Peter, along with his Labrador, Chloe, meets me outside the thick perimeter stone walls. Heading through the open gate, we have glimpses of the river through the bush.
‘The water was the easiest way to transport people here,’ Peter explains. ‘The first patients came by river.’
Those thirty-nine who stepped ashore here in 1838 were the first of many patients who arrived via the water. We follow roughly in their footsteps, along a straggly stone path up the hill. Along the way, Peter points out remnants of the gardens Manning had planted. The walk takes us past a fine two-storey home built for the Medical Superintendent. The path slides between two rows of casuarinas, which soften the fact that beyond the trees are stone walls leading to the asylum designed by the Colonial Architect, Mortimer Lewis. The walk is appealing, but the destination, a stern pile of stone dating back to the late 1830s, is imposing. As we inspect the building, Peter indicates the timelines set in bricks and stone, from the ground floor extensions in the mid-19th century to the first floor additions done in the early 1900s. Behind the original building are others constructed in the late 1800s and the early 20th century. In 1940, Peter says, there were up to 1700 patients here.
We trace the lip of the hill towards the north-east. Not even the thick perimeter walls can keep out the ceaseless noise of road traffic. Near the entrance off Victoria Road are more buildings, including a hospital built in the late 1800s, and a string of brick buildings used as wards in the early 20th century. Peter says the collection of buildings close to the road reflected the shif
t in emphasis away from the river as the main link to the hospital. Yet the river played a role beyond being a highway.
As part of their therapy, patients would immerse themselves in its waters, with baths built in the river. But whether it was hygienic is questionable, for the river had also long been a dumping ground for the hospital. When he was heading the facility, Francis Campbell praised the infrastructure built to sluice the waste to the water, calling it ‘a splendid piece of perfect drainage in itself; it is the finest in the colony’.

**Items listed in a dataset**
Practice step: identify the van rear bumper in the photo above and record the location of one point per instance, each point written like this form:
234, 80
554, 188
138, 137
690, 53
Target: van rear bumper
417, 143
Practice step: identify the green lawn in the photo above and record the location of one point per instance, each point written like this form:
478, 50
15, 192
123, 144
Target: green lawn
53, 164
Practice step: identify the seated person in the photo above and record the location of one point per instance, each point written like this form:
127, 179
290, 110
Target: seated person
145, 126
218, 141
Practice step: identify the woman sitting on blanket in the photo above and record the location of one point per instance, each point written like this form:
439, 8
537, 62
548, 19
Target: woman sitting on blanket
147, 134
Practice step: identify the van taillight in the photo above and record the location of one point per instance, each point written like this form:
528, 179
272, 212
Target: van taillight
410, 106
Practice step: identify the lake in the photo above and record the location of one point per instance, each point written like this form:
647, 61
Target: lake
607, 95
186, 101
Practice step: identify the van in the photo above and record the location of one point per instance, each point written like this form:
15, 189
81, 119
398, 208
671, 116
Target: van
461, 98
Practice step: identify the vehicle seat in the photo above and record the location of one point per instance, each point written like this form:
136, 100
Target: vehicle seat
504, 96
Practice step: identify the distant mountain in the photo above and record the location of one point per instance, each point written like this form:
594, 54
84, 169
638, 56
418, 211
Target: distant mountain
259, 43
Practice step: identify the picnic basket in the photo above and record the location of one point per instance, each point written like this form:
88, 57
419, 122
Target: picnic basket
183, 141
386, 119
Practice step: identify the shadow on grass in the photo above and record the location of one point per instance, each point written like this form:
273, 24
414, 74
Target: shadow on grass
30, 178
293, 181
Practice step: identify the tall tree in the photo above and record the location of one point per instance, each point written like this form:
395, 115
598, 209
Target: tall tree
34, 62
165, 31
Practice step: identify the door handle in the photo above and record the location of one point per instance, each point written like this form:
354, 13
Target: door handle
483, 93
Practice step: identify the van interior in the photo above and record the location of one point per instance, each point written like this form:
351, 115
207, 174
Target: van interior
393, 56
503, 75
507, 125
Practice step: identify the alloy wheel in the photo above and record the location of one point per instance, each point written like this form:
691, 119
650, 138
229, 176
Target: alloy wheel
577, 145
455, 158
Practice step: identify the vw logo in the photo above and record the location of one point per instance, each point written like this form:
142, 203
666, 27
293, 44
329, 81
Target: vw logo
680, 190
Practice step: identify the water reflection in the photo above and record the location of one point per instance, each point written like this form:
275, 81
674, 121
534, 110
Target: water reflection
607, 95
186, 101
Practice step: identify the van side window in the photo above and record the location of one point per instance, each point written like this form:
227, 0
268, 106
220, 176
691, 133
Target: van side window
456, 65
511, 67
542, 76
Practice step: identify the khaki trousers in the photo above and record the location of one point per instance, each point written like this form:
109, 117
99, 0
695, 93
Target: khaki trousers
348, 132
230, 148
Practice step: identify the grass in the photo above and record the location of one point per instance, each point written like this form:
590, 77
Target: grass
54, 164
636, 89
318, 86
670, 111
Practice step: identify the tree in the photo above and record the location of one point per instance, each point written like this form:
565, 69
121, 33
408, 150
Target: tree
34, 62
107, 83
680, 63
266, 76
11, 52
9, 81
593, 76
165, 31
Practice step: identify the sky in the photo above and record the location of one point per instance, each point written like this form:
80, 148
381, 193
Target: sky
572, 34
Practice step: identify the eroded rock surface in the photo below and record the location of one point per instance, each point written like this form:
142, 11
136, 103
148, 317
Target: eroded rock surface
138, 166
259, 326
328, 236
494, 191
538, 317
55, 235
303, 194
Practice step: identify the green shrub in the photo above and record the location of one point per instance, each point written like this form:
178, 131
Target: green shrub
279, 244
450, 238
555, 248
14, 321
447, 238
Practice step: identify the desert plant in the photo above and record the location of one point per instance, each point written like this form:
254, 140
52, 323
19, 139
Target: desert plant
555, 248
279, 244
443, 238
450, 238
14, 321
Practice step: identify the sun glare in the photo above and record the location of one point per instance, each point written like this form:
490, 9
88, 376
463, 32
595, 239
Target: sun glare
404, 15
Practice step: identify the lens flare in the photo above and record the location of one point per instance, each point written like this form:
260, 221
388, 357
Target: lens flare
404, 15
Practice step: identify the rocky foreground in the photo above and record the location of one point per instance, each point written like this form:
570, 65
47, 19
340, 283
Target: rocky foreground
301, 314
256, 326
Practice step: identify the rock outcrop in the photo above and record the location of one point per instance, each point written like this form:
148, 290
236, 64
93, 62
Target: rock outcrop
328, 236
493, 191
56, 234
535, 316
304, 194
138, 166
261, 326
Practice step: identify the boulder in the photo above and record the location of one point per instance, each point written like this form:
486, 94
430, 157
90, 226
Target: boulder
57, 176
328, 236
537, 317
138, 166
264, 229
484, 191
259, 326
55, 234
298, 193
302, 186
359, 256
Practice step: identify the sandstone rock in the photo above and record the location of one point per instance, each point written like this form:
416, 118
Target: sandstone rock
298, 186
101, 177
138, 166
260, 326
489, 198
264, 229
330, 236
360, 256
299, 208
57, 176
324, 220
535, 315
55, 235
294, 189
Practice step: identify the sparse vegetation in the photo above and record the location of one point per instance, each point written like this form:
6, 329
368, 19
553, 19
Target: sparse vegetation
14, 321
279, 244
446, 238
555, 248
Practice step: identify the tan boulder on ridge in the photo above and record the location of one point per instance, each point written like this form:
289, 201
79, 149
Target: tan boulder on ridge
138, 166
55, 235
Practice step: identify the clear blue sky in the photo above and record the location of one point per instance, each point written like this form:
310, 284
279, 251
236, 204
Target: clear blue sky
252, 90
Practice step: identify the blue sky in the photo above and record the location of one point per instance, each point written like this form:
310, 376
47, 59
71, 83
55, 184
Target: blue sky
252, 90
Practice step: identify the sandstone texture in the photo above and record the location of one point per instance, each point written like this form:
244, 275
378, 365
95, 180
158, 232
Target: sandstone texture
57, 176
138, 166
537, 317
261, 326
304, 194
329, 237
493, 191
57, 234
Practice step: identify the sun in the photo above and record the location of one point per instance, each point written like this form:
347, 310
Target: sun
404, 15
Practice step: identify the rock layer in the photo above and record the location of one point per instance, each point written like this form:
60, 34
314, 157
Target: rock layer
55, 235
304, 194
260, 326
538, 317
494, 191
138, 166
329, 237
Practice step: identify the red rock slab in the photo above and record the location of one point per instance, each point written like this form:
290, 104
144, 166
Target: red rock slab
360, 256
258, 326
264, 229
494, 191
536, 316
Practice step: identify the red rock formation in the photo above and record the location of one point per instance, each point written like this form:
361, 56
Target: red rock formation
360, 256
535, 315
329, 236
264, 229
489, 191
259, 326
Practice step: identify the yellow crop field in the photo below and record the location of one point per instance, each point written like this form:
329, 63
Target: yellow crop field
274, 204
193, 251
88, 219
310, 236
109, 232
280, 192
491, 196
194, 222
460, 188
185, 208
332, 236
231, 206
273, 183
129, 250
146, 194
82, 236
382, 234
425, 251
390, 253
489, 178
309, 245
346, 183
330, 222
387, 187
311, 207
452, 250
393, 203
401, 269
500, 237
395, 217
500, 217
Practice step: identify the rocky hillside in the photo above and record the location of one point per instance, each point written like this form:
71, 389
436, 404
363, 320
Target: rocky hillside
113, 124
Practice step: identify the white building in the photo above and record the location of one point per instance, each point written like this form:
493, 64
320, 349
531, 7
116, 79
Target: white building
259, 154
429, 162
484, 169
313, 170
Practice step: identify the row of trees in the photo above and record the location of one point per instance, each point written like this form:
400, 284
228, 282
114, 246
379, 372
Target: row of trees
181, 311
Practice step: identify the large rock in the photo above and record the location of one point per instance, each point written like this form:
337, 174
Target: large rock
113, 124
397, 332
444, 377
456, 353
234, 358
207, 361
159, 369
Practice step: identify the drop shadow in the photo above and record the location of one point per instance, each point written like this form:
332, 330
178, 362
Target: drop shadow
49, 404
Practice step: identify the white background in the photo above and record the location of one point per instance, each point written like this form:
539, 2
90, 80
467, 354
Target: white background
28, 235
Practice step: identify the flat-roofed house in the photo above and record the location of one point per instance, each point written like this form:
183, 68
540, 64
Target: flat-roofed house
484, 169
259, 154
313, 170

**Requirement 1**
Answer these from the passage about the riverside asylum:
(a) How many people stepped ashore as the first patients in 1838?
(b) Who designed the asylum?
(c) How did Francis Campbell describe the infrastructure built to sluice the waste to the water?
**Requirement 2**
Write the next part of the passage about the riverside asylum, picking up after its final sentence.
The listing isn't needed for anything here.

**Final answer 1**
(a) Thirty-nine.
(b) The Colonial Architect, Mortimer Lewis.
(c) As "a splendid piece of perfect drainage in itself; it is the finest in the colony."

**Final answer 2**
The river was repeatedly encroached upon as demand for more land grew. A map from 1931 shows how part of Bedlam Bay had already been reclaimed, its original incision into the valley filled in to become more of a curve. According to Peter, ash from the power stations around the harbour was used for more reclamation, and, by 1950, where there was once water was the oval.
As we stand at the top of the hill, looking down the slope that had been cloaked in grape vines and market gardens more than a century ago, we can see a cricket match being played on the oval. The bay is just beyond the boundary, with masts poking above the seawall. As the batsman sweeps the ball towards that boundary, a ferry glides by in the background.
As for the future of the Gladesville Hospital site, Peter Colthorpe is hopeful. It may sit on a prime waterfront position, and, in the past, parcels of the land have been sheared off and sold for development. However, the land along the shore is part of Parramatta River Regional Park, and Peter believes the remainder of the site will be protected by growing community awareness of what is here.
‘I’d like to see it continue as a functioning part of the Health Department. The tradition is there.